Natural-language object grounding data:
[Start of section]
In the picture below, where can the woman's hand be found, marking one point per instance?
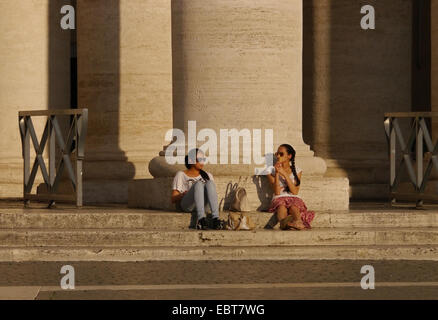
(280, 170)
(177, 196)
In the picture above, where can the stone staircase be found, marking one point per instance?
(121, 234)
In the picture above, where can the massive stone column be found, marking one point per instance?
(125, 80)
(351, 78)
(238, 65)
(35, 54)
(434, 71)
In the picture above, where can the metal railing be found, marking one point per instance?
(72, 148)
(418, 134)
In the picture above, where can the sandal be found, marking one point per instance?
(284, 224)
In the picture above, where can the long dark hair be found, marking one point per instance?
(192, 155)
(290, 150)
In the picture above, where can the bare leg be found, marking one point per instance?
(297, 223)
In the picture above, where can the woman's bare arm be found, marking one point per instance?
(274, 181)
(291, 185)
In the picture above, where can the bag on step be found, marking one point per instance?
(239, 221)
(240, 201)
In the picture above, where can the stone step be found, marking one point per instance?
(124, 254)
(160, 220)
(194, 238)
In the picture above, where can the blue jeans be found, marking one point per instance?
(200, 195)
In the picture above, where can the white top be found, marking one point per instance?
(283, 184)
(183, 182)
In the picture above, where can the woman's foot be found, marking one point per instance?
(297, 225)
(202, 224)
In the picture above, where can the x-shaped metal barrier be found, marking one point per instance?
(419, 133)
(71, 149)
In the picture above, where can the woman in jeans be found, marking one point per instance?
(194, 188)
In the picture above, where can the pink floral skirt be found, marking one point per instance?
(306, 216)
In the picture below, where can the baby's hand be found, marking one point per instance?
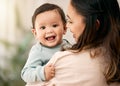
(49, 71)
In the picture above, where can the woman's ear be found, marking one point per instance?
(34, 32)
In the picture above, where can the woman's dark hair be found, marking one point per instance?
(107, 35)
(48, 7)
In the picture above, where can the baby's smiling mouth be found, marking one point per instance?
(50, 38)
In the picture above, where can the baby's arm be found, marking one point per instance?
(49, 71)
(33, 70)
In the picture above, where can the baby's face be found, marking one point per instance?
(49, 28)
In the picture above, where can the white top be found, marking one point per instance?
(78, 69)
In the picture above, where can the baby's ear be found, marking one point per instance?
(34, 32)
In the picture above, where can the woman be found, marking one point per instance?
(95, 58)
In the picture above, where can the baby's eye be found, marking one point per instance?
(55, 25)
(42, 28)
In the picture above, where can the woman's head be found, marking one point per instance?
(98, 17)
(102, 28)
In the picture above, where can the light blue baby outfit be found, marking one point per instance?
(39, 55)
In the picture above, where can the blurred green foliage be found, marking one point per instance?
(10, 76)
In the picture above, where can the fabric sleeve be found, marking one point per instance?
(33, 70)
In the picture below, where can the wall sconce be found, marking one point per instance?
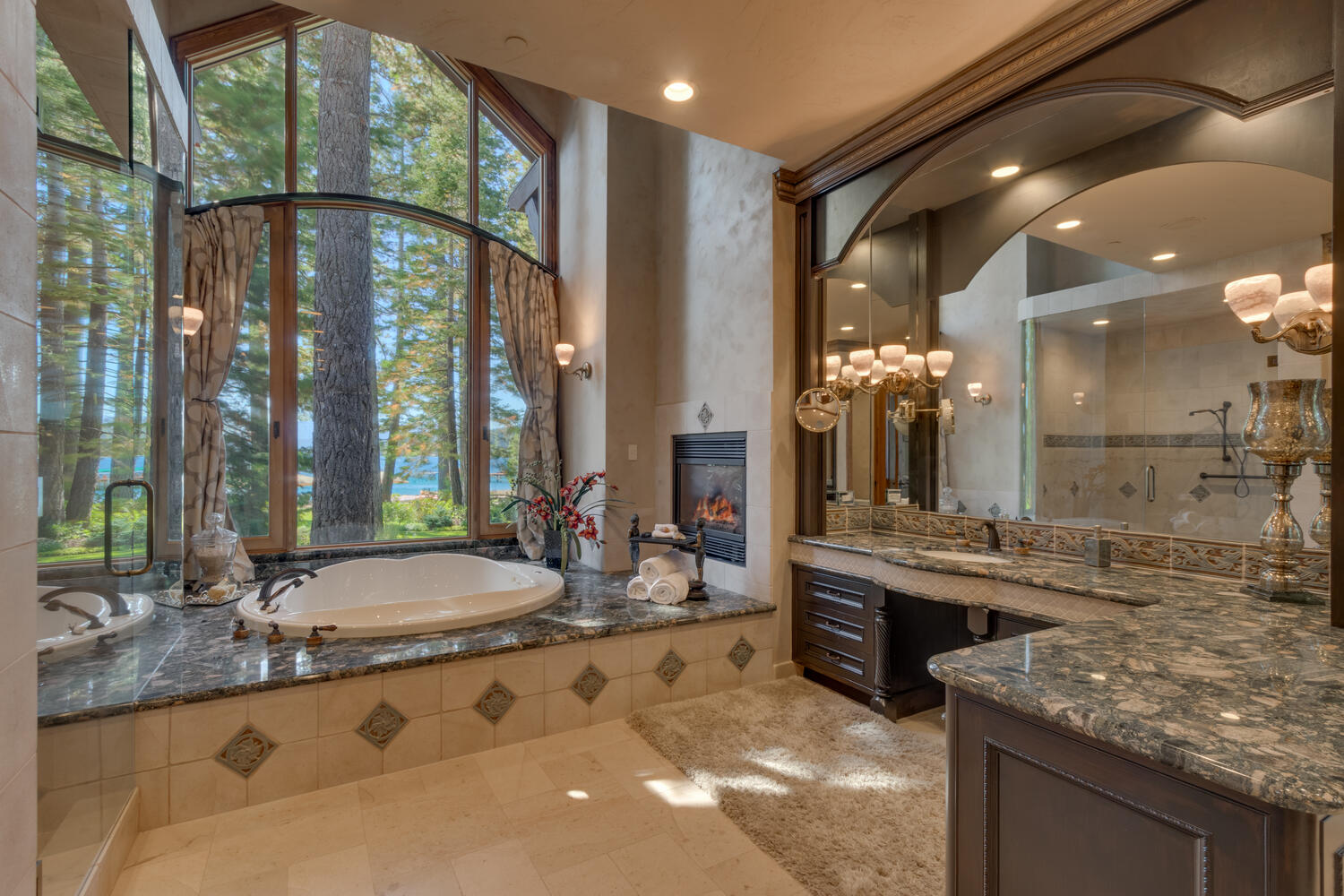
(564, 355)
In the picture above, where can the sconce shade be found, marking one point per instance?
(1320, 284)
(892, 357)
(940, 362)
(1253, 298)
(1289, 306)
(862, 360)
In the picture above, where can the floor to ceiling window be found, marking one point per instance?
(370, 398)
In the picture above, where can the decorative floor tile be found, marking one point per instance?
(495, 702)
(741, 653)
(382, 724)
(246, 750)
(589, 684)
(669, 668)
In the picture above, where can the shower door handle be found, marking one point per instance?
(150, 527)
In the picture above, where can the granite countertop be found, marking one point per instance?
(187, 656)
(1204, 678)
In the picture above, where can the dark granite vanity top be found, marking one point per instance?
(185, 656)
(1204, 678)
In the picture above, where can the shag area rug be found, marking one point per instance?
(844, 799)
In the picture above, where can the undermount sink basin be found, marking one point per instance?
(964, 557)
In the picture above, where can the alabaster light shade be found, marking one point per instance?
(1289, 306)
(1253, 298)
(940, 362)
(1320, 284)
(862, 360)
(892, 357)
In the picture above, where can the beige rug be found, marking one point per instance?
(846, 801)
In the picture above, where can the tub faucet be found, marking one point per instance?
(287, 579)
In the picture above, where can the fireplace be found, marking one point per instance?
(711, 484)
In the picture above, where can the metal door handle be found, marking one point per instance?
(150, 527)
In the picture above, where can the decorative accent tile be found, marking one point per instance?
(669, 668)
(246, 750)
(589, 683)
(382, 724)
(741, 653)
(495, 702)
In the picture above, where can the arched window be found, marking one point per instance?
(383, 169)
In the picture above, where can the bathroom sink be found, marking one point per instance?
(964, 557)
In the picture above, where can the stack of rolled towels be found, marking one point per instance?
(663, 579)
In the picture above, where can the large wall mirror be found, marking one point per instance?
(1073, 254)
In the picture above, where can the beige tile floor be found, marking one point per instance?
(593, 812)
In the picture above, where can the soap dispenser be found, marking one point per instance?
(1097, 549)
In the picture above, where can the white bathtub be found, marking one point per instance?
(379, 597)
(62, 633)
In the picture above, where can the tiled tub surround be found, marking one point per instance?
(1204, 678)
(220, 724)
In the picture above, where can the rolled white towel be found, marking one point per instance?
(669, 589)
(663, 564)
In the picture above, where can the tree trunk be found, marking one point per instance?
(96, 371)
(51, 363)
(347, 500)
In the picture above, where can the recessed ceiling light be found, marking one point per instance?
(679, 91)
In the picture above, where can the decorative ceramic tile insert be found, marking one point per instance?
(589, 684)
(741, 653)
(246, 750)
(495, 702)
(669, 668)
(382, 724)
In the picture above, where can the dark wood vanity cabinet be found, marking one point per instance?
(1037, 810)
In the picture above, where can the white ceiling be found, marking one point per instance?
(787, 78)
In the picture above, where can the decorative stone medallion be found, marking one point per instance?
(589, 684)
(495, 702)
(246, 750)
(741, 653)
(669, 668)
(382, 724)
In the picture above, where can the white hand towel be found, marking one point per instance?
(669, 589)
(663, 564)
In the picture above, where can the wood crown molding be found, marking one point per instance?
(1059, 42)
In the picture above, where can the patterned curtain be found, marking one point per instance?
(531, 328)
(220, 246)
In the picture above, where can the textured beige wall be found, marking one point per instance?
(18, 446)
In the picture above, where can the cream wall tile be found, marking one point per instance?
(464, 681)
(414, 692)
(418, 743)
(564, 664)
(521, 672)
(288, 771)
(203, 788)
(465, 731)
(341, 705)
(524, 720)
(285, 715)
(564, 711)
(201, 729)
(612, 654)
(344, 758)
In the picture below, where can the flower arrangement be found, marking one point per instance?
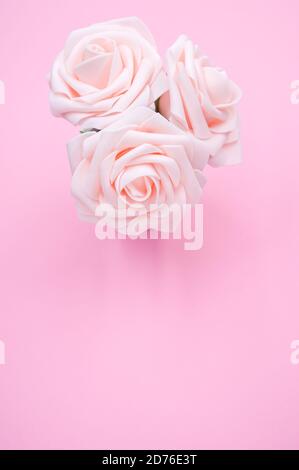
(147, 130)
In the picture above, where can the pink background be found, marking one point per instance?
(139, 344)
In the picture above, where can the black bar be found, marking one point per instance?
(140, 458)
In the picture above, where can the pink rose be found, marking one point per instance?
(202, 100)
(140, 160)
(105, 69)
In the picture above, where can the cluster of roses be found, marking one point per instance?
(147, 132)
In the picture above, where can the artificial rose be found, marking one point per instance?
(202, 100)
(142, 159)
(104, 70)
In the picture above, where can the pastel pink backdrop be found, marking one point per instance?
(139, 344)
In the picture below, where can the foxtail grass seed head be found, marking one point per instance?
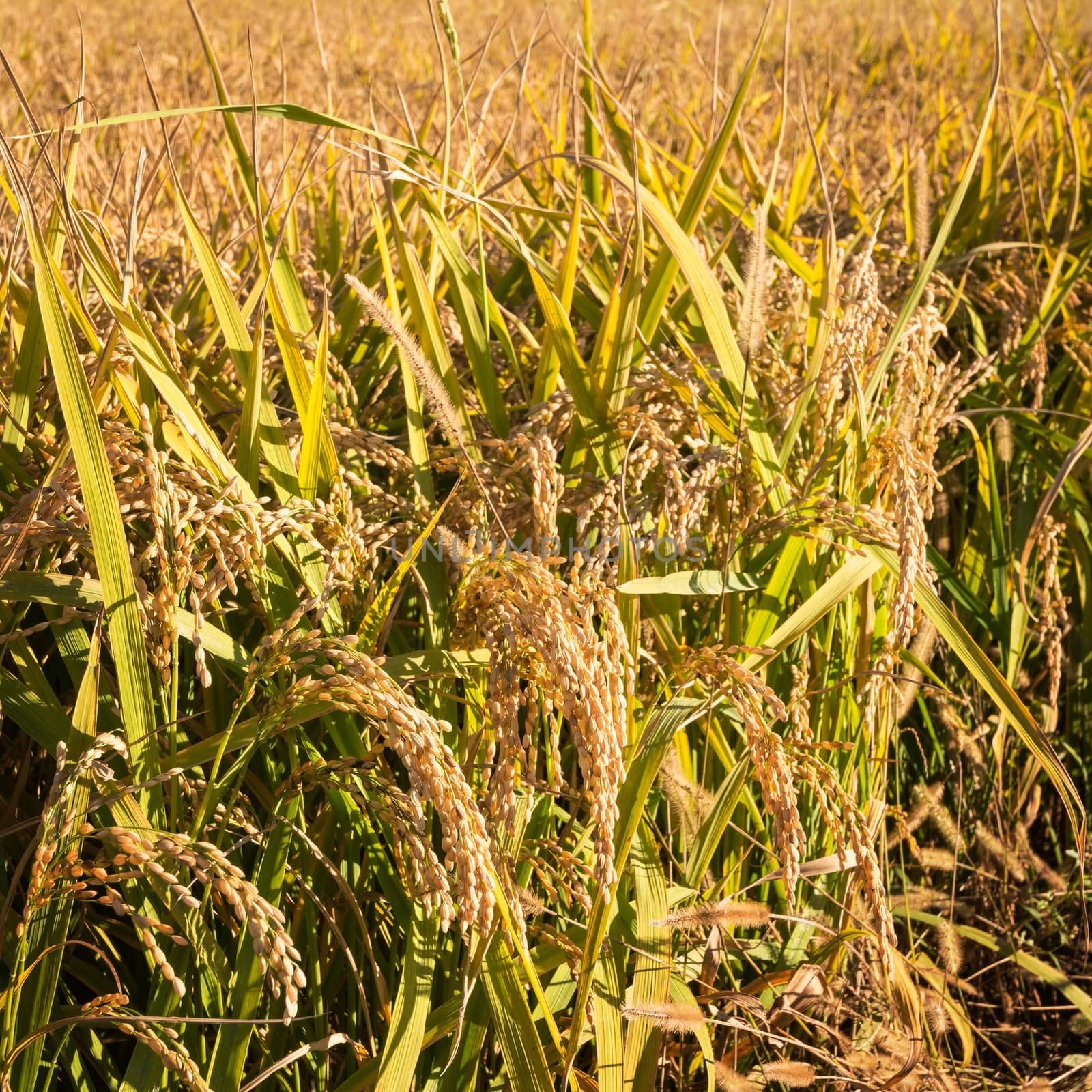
(673, 1017)
(730, 1080)
(431, 385)
(753, 307)
(923, 205)
(728, 913)
(793, 1075)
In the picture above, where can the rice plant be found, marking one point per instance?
(545, 551)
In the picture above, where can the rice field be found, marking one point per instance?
(545, 549)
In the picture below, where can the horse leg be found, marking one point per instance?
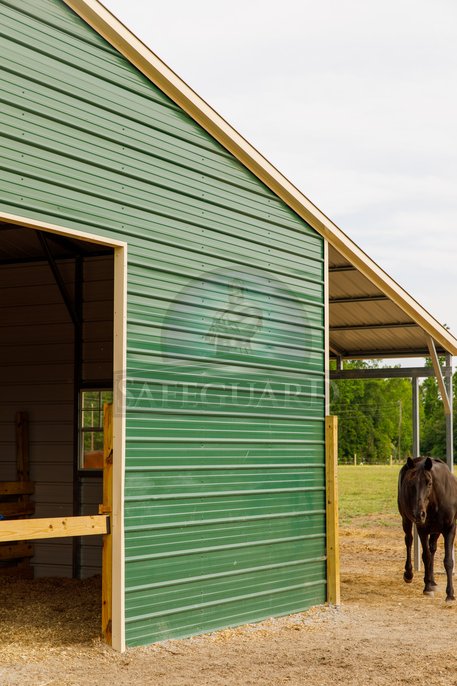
(426, 559)
(432, 545)
(449, 537)
(408, 529)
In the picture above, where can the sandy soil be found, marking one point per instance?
(385, 632)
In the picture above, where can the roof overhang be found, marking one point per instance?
(378, 317)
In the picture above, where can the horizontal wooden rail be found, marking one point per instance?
(54, 527)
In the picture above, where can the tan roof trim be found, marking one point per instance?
(108, 26)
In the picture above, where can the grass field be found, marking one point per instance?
(367, 490)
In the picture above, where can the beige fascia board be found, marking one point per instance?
(123, 40)
(37, 225)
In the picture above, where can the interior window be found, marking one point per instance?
(91, 427)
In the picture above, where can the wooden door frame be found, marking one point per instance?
(116, 518)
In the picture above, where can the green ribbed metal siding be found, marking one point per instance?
(225, 503)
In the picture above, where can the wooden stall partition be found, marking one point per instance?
(16, 503)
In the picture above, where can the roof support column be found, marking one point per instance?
(416, 453)
(449, 417)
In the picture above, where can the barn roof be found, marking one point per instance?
(370, 315)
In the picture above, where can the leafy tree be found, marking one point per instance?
(375, 417)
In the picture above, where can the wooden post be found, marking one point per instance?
(333, 548)
(106, 508)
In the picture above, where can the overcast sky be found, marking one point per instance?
(355, 102)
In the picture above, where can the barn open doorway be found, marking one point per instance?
(56, 324)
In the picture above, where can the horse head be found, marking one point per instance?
(420, 486)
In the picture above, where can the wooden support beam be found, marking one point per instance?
(54, 527)
(106, 507)
(331, 477)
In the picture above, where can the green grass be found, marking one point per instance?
(367, 490)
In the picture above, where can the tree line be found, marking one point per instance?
(375, 417)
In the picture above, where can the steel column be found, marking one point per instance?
(416, 453)
(449, 417)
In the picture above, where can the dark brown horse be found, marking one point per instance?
(427, 497)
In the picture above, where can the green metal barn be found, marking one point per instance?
(152, 259)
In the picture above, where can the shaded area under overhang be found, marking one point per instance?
(366, 322)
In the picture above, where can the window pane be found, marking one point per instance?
(91, 427)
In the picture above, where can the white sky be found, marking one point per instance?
(355, 102)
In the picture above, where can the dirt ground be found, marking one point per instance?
(385, 632)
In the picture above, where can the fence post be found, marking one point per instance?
(331, 481)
[End of section]
### Problem details:
No line before the one containing "In the picture above, where can the fence" belongs in the answer; give again exactly that line and all lines after it through the end of the data.

### Output for this task:
In the picture above, where can the fence post be found, marking one point per instance?
(331, 481)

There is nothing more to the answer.